▸ **COMPLETE THE FOLLOWING**
[A] List every post title that appears in the blog excerpt below.
[B] In the blog excerpt below, why does the end of the farmland price boom not mean the start of a bust?
[C] According to the blog excerpt below, what did Ike build?

▸ **SUPPLIED TEXT**
* * * * * * * * *

Sunday, July 29, 2012

Drought and Land Prices

We were going through a boom in prices for farmland recently, but this farmgate post on how to pay the cash rent causes me to think the boom must be over.  Of course the EWG posts on how some farmers will make out because of revenue protection and the higher prices for the corn they do produce suggest the end of the boom doesn't mean the beginning of a bust.   It does, I suspect, mean more churn in production agriculture as some people get caught out and some people come through.

Condolences: Kevin and Inkblot

Kevin Drum is my favorite political blogger, because he mostly agrees with me. 

He suffered a loss, and I express my condolences.

Saturday, July 28, 2012

How Political Parties Change

Back in the day, when Abe Lincoln was a Whig, the Republican Party believed in building things to support business. It used to be called "internal improvements", now it's called "infrastructure". One of Teddy Roosevelt's proudest boasts was that he built the Panama Canal.  And then Ike built the interstate highways and the St. Lawrence Seaway.

Back in the day, when Andy Jackson was a Democrat, his party was racist.  Woodrow Wilson pushed segregation, southern Democrats used racism to solidify their one-party dominance of the region.


Friday, July 27, 2012

Sustainable Ag on Guide to Farm Loan Program

Sustainable Ag comments on the plain language guide FSA just issued.

Women in Ag School

Generally speaking, in my experience the county executive directors of ASCS/FSA county offices were graduates of the state land grant college.  I perceived, rightly or wrongly, a submerged conflict over advancement between the women who were mostly the program assistants (clerks) and the men who were the CED's.

This post caught my eye: women now outnumber men in undergraduate ag courses.

Thursday, July 26, 2012

What Is a Dairy Animal?

Slate has a nice piece on why we mostly use cows milk for dairy products, and not goats or other mammals.

The Problem With Government Is...

We humans deal with assumptions and universals, but reality is a lot more messy.  Example 1 is the Pennsylvania voter ID law, which assumes that everyone either has a photo ID or can easily get one, because everyone has their birth certificate stashed away in their safe deposit box along with all other vital papers.

* * * * * * * * *

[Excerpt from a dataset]
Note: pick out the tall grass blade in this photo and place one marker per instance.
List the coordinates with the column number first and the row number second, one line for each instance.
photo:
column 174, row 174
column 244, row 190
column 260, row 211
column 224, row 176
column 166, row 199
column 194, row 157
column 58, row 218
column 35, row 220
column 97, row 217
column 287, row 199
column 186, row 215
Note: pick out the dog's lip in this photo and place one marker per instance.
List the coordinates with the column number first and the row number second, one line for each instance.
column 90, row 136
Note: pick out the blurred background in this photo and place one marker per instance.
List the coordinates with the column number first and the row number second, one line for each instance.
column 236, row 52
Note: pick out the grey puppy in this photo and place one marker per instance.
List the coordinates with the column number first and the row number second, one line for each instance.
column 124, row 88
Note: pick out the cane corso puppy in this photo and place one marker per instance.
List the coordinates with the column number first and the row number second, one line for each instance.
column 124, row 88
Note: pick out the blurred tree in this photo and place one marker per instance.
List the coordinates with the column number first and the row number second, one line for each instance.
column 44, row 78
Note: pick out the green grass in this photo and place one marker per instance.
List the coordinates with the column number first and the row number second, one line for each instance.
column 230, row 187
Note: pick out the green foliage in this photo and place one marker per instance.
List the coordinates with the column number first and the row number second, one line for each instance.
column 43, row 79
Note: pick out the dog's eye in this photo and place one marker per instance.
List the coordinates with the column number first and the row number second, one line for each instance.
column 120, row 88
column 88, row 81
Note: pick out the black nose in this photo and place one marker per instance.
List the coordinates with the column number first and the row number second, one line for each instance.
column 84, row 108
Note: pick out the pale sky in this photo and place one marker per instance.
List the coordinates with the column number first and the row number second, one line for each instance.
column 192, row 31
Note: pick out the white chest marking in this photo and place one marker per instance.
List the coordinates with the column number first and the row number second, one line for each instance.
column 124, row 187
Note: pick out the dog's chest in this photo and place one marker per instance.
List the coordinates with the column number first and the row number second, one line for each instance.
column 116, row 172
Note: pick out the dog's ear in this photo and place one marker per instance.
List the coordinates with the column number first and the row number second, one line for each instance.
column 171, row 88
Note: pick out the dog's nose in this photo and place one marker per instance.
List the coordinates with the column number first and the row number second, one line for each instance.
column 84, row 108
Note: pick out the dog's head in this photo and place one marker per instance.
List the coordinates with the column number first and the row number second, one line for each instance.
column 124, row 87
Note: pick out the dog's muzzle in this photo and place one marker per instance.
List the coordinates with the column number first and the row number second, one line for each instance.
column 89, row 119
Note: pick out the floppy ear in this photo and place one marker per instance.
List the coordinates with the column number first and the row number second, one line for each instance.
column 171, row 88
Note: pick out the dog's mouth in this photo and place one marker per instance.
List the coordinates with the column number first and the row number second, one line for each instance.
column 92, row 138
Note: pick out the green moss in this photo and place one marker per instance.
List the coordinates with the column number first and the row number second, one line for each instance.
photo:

* * * * * * * * *

▸ **OUTPUTS BY TASK**
[A]
- Drought and Land Prices
- Condolences: Kevin and Inkblot
- How Political Parties Change
- Sustainable Ag on Guide to Farm Loan Program
- Women in Ag School
- What Is a Dairy Animal?
- The Problem With Government Is...

[B] EWG posts suggest that some farmers will do well because of revenue protection and the higher prices for the corn they do produce. So the end of the boom means more churn in production agriculture rather than a bust: some people get caught out and others come through.

[C] The interstate highways and the St. Lawrence Seaway.